_RECORDS FOR THE EXERCISE_.

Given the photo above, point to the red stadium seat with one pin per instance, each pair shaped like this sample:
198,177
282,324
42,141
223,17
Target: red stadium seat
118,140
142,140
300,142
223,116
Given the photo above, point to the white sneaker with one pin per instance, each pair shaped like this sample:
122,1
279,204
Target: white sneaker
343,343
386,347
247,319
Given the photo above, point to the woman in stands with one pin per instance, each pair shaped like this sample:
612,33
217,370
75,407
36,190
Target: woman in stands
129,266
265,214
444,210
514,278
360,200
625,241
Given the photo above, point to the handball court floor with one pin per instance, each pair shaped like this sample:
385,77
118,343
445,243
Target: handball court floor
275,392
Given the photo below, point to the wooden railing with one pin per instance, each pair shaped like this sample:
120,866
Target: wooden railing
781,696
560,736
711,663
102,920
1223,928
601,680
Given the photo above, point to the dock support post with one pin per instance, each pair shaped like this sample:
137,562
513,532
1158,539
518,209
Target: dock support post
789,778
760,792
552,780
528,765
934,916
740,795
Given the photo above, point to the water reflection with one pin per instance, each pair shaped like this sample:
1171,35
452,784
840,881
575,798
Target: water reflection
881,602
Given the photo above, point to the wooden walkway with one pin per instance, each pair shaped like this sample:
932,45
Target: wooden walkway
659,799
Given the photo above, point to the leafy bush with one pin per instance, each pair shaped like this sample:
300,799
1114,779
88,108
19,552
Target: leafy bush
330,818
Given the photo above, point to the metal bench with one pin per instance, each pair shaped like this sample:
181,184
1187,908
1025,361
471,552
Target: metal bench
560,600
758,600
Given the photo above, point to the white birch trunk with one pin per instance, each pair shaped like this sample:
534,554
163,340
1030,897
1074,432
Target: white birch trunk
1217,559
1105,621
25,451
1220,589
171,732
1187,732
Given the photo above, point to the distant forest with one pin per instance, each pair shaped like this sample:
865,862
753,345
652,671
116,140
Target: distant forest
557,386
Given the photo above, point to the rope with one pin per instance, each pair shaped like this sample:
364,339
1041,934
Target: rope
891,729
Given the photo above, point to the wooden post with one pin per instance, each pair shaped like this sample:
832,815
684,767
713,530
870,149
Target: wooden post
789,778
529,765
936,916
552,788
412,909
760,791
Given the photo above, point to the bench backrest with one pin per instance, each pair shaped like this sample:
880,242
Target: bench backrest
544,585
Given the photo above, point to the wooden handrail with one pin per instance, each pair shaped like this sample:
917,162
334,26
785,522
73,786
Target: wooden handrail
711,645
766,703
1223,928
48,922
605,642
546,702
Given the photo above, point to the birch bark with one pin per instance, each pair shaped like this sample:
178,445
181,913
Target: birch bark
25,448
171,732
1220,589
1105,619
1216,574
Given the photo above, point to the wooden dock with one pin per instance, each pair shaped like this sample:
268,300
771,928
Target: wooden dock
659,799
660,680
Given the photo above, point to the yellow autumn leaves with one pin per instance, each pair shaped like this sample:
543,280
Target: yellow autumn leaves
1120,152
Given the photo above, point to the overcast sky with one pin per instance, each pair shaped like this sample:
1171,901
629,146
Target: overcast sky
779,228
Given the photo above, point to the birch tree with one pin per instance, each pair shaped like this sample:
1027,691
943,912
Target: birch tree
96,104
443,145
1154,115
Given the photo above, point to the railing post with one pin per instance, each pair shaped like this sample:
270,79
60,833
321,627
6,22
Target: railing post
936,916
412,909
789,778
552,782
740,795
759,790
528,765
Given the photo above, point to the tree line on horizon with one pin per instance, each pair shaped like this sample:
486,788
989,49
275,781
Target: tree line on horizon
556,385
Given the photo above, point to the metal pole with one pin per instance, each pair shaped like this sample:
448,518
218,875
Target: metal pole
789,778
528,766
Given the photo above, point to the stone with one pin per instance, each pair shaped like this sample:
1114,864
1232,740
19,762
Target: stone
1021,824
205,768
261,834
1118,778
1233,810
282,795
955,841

_DIRECTIVE_.
Take the line that contains "Given the photo above, point to the overcast" and each line after it down to the last of the records, and retype them exactly; add nothing else.

_FINISHED TASK_.
Given the photo above, point to the overcast sky with one pin per instance, each pair shaped like this sample:
1171,901
629,146
Target: overcast sky
779,228
Given the photo above, point to the birch tree with one pin per instance, each pair shaped like this sample:
1027,691
943,912
Target: birch tree
96,104
443,145
1154,115
Given the photo above, point to the railing post with one pin per instance, each pair shaped like this sample:
270,79
60,833
321,627
6,22
Target: railing post
936,916
412,909
789,778
552,782
740,795
759,790
528,765
Given the photo above, point to the tree line on horizon with one pin per instance, each pair shaped like this sample:
486,788
989,49
275,781
Target: tree line on horizon
556,385
Given the photo above, point to the metal pole with one pin per instance, each pair shaped like this sample:
448,518
218,875
Target: metal pole
789,778
528,766
Given the photo above, point to the stone with one pin per instance, each pair shaped like this sample:
1114,864
1232,740
19,762
Target: stone
1021,824
205,768
261,834
1118,778
1233,810
282,795
955,841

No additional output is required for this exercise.